Written request: Take the material and output all of it exactly.

---

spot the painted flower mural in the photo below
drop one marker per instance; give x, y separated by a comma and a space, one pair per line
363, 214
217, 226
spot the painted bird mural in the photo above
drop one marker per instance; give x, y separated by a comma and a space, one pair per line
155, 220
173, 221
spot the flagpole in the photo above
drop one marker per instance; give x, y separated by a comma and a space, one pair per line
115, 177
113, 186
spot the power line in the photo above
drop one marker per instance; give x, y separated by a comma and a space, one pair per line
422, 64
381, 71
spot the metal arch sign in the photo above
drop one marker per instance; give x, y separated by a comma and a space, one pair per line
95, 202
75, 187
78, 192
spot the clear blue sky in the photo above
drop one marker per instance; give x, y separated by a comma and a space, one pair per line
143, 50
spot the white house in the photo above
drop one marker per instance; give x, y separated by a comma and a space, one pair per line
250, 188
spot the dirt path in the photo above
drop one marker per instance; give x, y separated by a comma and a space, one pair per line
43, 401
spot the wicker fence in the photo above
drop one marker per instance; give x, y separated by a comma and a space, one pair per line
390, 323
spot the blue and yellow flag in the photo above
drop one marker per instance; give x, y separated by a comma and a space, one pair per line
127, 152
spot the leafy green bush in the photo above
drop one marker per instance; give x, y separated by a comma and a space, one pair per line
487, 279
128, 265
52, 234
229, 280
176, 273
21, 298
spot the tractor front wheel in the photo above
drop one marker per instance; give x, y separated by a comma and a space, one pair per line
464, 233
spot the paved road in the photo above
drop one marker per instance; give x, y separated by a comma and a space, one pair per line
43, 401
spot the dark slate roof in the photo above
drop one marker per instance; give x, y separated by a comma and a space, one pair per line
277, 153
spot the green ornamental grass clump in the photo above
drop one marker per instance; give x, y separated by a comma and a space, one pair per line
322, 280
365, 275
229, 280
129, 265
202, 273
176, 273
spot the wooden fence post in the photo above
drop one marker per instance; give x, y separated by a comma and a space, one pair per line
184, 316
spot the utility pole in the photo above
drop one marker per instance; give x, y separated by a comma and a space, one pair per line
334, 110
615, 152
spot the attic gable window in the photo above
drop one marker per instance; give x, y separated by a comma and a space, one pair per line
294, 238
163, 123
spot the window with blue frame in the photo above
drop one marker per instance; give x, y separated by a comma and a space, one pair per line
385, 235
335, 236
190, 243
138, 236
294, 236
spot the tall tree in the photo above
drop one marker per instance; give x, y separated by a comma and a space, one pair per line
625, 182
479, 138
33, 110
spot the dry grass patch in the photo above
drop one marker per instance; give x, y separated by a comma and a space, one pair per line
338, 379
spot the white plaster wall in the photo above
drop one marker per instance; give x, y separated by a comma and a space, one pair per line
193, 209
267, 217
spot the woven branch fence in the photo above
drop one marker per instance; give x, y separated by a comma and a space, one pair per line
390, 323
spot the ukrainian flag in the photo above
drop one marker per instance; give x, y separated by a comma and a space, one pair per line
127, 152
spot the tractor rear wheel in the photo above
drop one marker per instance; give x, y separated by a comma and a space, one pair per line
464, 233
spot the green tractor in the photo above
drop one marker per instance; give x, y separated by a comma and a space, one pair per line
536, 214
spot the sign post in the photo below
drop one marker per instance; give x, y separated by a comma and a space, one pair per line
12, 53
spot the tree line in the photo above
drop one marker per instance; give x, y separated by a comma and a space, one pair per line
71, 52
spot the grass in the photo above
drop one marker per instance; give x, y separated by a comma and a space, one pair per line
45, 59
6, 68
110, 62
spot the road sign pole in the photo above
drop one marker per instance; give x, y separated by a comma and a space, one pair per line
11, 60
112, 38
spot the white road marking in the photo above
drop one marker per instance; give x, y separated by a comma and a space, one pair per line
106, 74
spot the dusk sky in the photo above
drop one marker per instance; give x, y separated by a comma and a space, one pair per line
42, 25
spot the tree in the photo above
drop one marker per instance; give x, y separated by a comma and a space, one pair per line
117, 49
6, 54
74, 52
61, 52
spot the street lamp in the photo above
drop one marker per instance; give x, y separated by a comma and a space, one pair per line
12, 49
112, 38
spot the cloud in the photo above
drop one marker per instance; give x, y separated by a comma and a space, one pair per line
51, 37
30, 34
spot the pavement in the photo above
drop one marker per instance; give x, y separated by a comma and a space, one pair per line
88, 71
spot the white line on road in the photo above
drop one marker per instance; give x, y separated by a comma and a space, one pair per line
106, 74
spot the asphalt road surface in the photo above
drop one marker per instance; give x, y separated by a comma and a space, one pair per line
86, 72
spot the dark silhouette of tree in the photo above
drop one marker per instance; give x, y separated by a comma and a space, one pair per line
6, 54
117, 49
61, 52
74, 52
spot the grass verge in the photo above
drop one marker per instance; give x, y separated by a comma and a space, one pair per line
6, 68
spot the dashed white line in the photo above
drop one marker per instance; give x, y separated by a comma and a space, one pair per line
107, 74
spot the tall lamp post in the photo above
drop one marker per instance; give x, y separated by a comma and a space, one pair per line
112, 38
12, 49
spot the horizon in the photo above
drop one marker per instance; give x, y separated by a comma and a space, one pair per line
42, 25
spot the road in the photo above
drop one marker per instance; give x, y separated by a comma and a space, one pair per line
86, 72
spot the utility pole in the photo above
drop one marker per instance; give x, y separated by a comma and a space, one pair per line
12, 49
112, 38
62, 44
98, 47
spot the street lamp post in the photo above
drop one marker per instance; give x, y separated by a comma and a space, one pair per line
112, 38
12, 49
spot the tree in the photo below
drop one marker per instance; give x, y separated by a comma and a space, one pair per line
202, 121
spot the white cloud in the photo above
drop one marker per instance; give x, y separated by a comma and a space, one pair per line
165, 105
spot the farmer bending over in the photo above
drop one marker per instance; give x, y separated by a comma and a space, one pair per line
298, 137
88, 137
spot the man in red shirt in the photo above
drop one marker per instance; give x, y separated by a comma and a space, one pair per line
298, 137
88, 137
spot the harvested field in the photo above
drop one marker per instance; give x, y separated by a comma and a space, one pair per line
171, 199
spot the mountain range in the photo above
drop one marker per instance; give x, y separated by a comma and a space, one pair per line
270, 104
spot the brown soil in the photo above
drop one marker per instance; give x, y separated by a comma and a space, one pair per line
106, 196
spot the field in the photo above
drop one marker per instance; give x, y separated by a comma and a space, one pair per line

---

Final result:
spot the painted flower mural in the photo below
drop one marker per instance; give x, y separated by a comma and a space, one pair per line
363, 214
217, 226
spot the painted bird mural in the photo above
drop one marker per instance; give x, y separated by a comma and a space, one pair per line
155, 220
173, 221
spot the flagpole in the photo above
drop one marker per instance; give x, y separated by a comma and a space, one pair per line
115, 177
113, 186
spot the power line in the photo above
drop one marker per instance; give x, y separated by a comma and a space, one pair per line
422, 64
381, 71
spot the metal arch sign in the photo above
drop one marker per instance; give x, y separated by a comma and a space, one pair per line
95, 202
75, 187
78, 192
spot the clear blue sky in the photo above
drop one marker per instance; give x, y separated by a comma and a space, one pair per line
143, 50
spot the white house in the photo above
drop one marker per instance; give x, y separated by a comma and a space, one pair per line
250, 188
spot the dirt path in the photo above
drop one marker per instance; give x, y separated by a comma and a space, one pair per line
43, 401
spot the wicker fence in the photo above
drop one marker per instance; give x, y separated by a comma and a space, one pair per line
390, 323
spot the blue and yellow flag in the photo above
drop one marker per instance; give x, y separated by a comma and a space, one pair per line
127, 152
spot the leafy green bush in the photo above
drop one marker per instance; give x, y separated by a comma and a space, one pair per line
487, 279
128, 265
52, 234
229, 280
176, 273
21, 298
spot the tractor front wheel in the photo above
drop one marker per instance; give x, y separated by a comma and a space, one pair per line
464, 233
spot the paved road in the photo above
drop one marker per instance; give x, y separated by a comma and a space, one pair per line
43, 401
spot the dark slate roof in the photo above
drop one marker per instance; give x, y separated by a comma and a space, one pair per line
277, 153
spot the green ornamental grass clump in the photo above
drop one marker per instance; give x, y separated by a comma and a space, one pair per line
322, 280
365, 275
229, 280
129, 265
202, 273
176, 273
spot the wooden fence post in the photo above
drop one marker per instance; give x, y separated by a comma and a space, one pair per line
184, 316
spot the utility pole in the photo above
drop one marker per instance; give x, y separated by a comma and a space, one pair per line
334, 110
615, 152
spot the attic gable window in the photo above
drop one marker per instance; give x, y separated by a comma and a space, one pair per line
294, 238
163, 123
spot the window with blue frame in the photo above
drop one marker per instance; give x, y separated by a comma and a space, one pair per line
385, 235
335, 236
190, 243
138, 236
294, 236
spot the tall tree in the photo above
drop one marker per instance; give x, y separated by a comma and a space, one pair per line
625, 182
479, 138
33, 110
spot the dry grass patch in the photo above
drop one marker per instance; give x, y separated by a comma and a space, one pair per line
338, 379
spot the white plaster wall in the photo above
drop one marker per instance; give x, y separated by a comma and a space, one pair per line
193, 209
267, 217
spot the woven branch fence in the photo above
drop one marker per instance; give x, y separated by a comma and a space, one pair per line
390, 323
spot the ukrainian flag in the photo above
drop one marker per instance; give x, y separated by a comma and a space, one pair per line
127, 152
spot the tractor rear wheel in the photo above
drop one marker per instance; give x, y separated by a comma and a space, one pair per line
464, 233
spot the green tractor in the photo above
drop one marker per instance; give x, y separated by a comma and a space, one pair per line
536, 214
spot the sign post in the photo below
drop one marker per instance; give x, y separated by a comma and a space, one pair per line
12, 53
spot the tree line in the photo above
drop one marker per instance; give x, y separated by a comma and a space, one pair per line
71, 52
spot the grass in the photo above
drop one marker per instance; give x, y separated by a comma and a space, one pair per line
45, 59
6, 68
110, 62
spot the road sign pole in the photo above
drop one marker per instance; give x, y separated by a comma and a space, one pair per line
11, 60
112, 38
spot the white road marking in the photo above
drop one marker per instance; give x, y separated by a comma and a space, one pair per line
106, 74
spot the dusk sky in the photo above
drop one marker per instance; give x, y separated by a comma and a space, one pair per line
42, 25
spot the tree in the photo above
drop one marker per instance; give x, y separated by a comma and a space, one pair per line
117, 49
6, 54
74, 52
61, 52
spot the street lamp in the photo above
drop one marker per instance; give x, y separated by a comma and a space, one pair per line
12, 49
112, 38
spot the cloud in the photo above
drop one marker per instance; give x, y separated by a comma and a space, one pair per line
51, 37
30, 34
spot the pavement in the photo above
drop one marker per instance; give x, y separated by a comma and a space, one pair per line
88, 71
spot the white line on road in the photo above
drop one marker per instance; give x, y separated by a comma and a space, one pair per line
106, 74
spot the asphalt road surface in the photo above
drop one marker per instance; give x, y separated by a comma and a space, one pair per line
86, 72
spot the dark silhouette of tree in the photo above
drop one marker per instance; give x, y separated by a comma and a space, one pair per line
6, 54
117, 49
61, 52
74, 52
spot the grass verge in the photo above
drop one marker per instance; give x, y separated by a comma and a space, one pair per line
6, 68
spot the dashed white line in the photo above
drop one marker per instance; give x, y separated by a comma and a space, one pair per line
107, 74
spot the tall lamp post in the photo above
drop one marker per instance; give x, y separated by a comma and a space, one pair per line
112, 38
12, 49
spot the horizon in the photo above
drop one marker per instance; give x, y separated by a comma and a space, one pair per line
42, 25
spot the road in the photo above
drop one marker per instance; give x, y separated by a comma and a space, one pair per line
86, 72
spot the utility pole in the photo above
drop one marker per instance; give x, y separated by a comma and a space, one pair per line
12, 49
112, 38
62, 44
98, 47
spot the street lamp post in the photo above
drop one marker per instance; give x, y separated by a comma and a space, one pair per line
112, 38
12, 49
spot the tree in the photo below
drop one marker per instance; give x, y separated by a comma and a space, one pair per line
202, 121
spot the white cloud in the photo above
drop one marker per instance; give x, y separated by a comma and a space, one pair per line
165, 105
spot the farmer bending over in the photo above
drop one marker per instance; give x, y separated by a comma and a space, one pair per line
298, 137
88, 137
spot the man in red shirt in the photo above
drop one marker per instance; give x, y separated by a comma and a space, one pair per line
298, 137
88, 137
spot the harvested field in the photo above
drop one marker per instance; give x, y separated by a comma and a space, one pair per line
171, 199
spot the mountain range in the photo above
drop one marker per instance; give x, y separated by a comma and a space, one pair per line
270, 104
spot the brown soil in the photo above
drop one marker per instance; give x, y separated by a comma and a space, one pair per line
106, 196
spot the field in the photo above
drop one marker per instance; give x, y separated by a comma and a space, one pair per line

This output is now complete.